Referring expression pointing data
========
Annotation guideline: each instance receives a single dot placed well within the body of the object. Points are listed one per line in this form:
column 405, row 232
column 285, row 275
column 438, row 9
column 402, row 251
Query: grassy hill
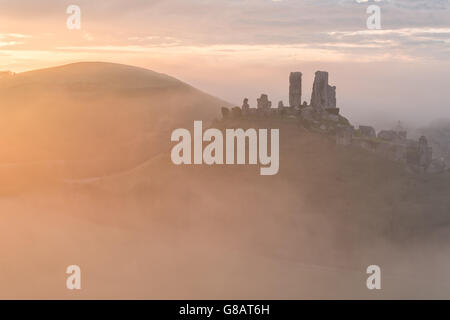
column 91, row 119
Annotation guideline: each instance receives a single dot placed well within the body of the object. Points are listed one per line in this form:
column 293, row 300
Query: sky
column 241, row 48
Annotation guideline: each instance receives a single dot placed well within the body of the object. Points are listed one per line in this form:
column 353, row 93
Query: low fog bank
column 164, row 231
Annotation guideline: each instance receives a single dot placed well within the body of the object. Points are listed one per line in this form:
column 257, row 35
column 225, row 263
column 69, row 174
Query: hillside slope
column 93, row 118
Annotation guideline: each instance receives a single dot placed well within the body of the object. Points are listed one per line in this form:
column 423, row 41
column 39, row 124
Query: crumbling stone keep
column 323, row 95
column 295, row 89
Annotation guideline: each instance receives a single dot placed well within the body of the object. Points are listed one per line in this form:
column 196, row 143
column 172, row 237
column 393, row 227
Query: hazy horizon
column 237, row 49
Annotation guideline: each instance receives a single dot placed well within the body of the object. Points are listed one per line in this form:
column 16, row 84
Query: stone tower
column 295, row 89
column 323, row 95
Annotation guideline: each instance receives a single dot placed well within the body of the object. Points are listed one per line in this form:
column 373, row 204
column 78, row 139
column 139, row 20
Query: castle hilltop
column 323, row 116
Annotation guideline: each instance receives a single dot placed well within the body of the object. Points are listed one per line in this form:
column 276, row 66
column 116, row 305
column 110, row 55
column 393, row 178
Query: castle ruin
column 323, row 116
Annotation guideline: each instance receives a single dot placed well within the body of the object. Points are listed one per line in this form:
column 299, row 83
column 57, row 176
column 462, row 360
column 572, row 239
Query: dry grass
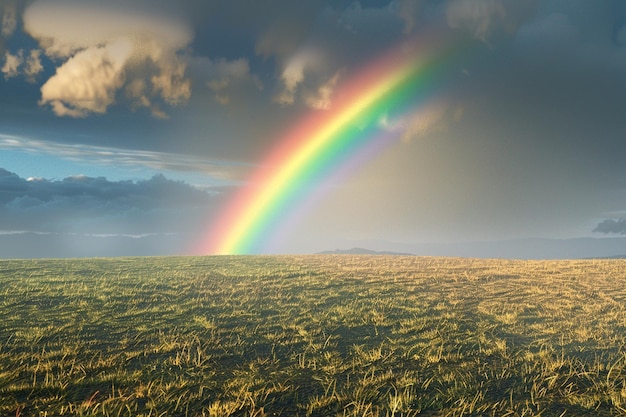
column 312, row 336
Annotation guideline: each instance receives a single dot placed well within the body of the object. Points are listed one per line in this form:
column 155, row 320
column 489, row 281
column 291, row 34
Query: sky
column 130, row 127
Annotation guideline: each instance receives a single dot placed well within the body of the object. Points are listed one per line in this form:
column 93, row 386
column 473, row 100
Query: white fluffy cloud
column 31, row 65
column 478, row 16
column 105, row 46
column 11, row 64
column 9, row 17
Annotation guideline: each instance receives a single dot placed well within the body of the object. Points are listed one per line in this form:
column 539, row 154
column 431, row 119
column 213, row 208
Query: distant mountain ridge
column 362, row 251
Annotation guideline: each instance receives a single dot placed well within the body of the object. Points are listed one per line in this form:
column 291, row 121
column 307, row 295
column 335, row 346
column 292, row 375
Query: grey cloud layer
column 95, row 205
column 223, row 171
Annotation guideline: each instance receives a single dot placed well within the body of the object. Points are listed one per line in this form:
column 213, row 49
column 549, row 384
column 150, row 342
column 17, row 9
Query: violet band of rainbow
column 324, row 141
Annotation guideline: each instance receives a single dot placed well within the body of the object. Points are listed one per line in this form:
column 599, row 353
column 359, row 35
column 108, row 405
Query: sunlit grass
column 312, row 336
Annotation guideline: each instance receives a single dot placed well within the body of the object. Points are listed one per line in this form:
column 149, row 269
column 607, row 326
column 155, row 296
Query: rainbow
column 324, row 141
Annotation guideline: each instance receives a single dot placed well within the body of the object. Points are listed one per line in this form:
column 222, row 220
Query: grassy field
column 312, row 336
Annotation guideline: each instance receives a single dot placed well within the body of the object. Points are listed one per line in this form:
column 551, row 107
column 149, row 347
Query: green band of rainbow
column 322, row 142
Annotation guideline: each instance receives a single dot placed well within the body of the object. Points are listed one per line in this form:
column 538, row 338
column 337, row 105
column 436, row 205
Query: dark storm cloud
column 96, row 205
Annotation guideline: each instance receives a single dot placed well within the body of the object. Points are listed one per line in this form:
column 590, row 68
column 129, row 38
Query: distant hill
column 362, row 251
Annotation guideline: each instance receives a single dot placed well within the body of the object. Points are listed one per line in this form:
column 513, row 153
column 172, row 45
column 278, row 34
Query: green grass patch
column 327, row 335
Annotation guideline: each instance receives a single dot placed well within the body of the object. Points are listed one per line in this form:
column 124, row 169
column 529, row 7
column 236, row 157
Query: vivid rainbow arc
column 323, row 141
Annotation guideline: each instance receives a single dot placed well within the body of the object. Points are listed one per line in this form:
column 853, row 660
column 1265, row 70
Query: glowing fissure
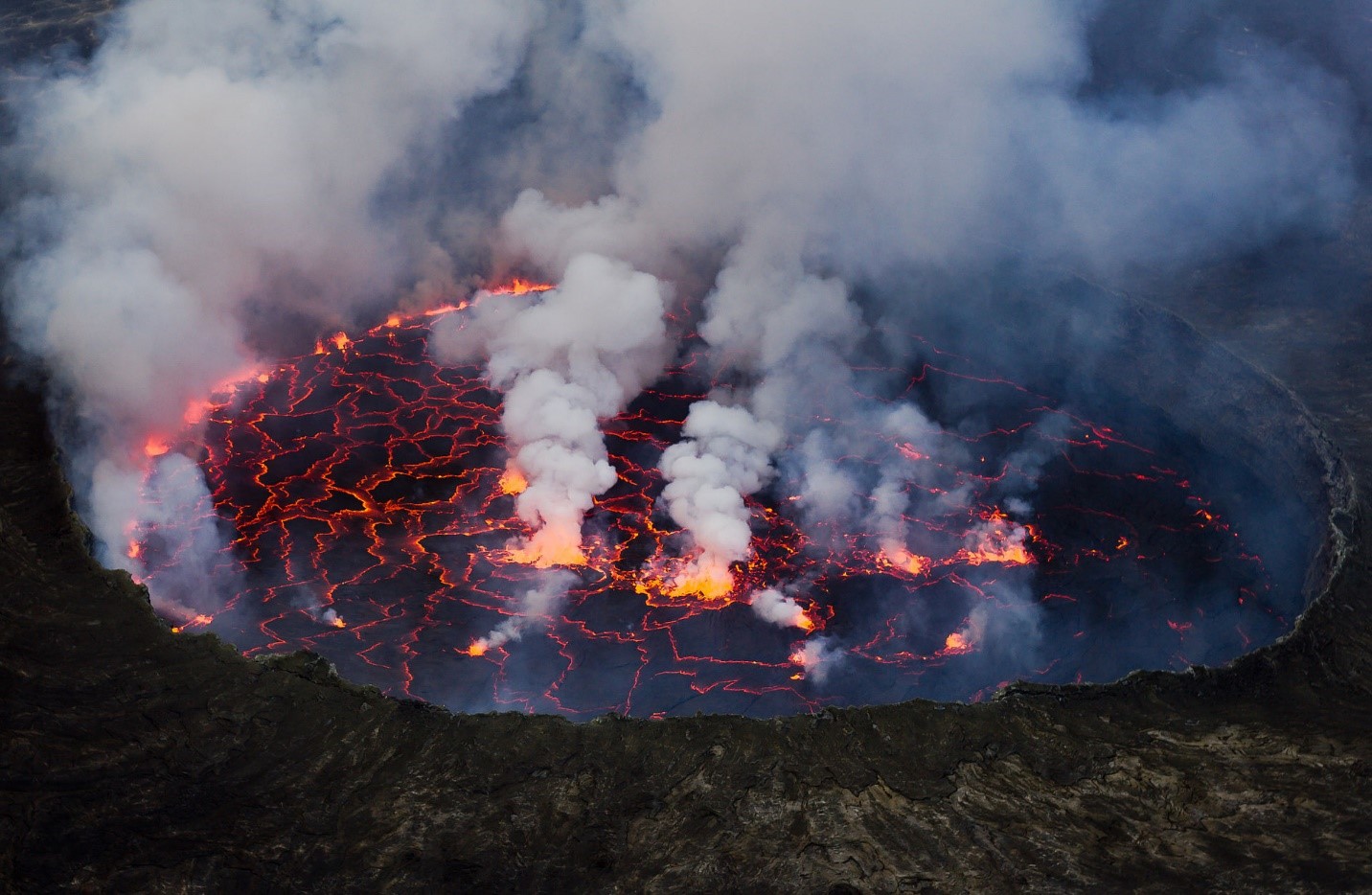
========
WHAT IS EXPECTED |
Using the data above, print exactly the lines from the line that contains "column 335, row 346" through the line that contains "column 17, row 9", with both included.

SOLUTION TO THIS TASK |
column 335, row 346
column 292, row 375
Query: grey cloud layer
column 95, row 205
column 223, row 171
Annotation guideline: each instance receives a single dot placed well within the body of the object. Points are listed one per line in this form:
column 213, row 49
column 549, row 384
column 150, row 342
column 17, row 9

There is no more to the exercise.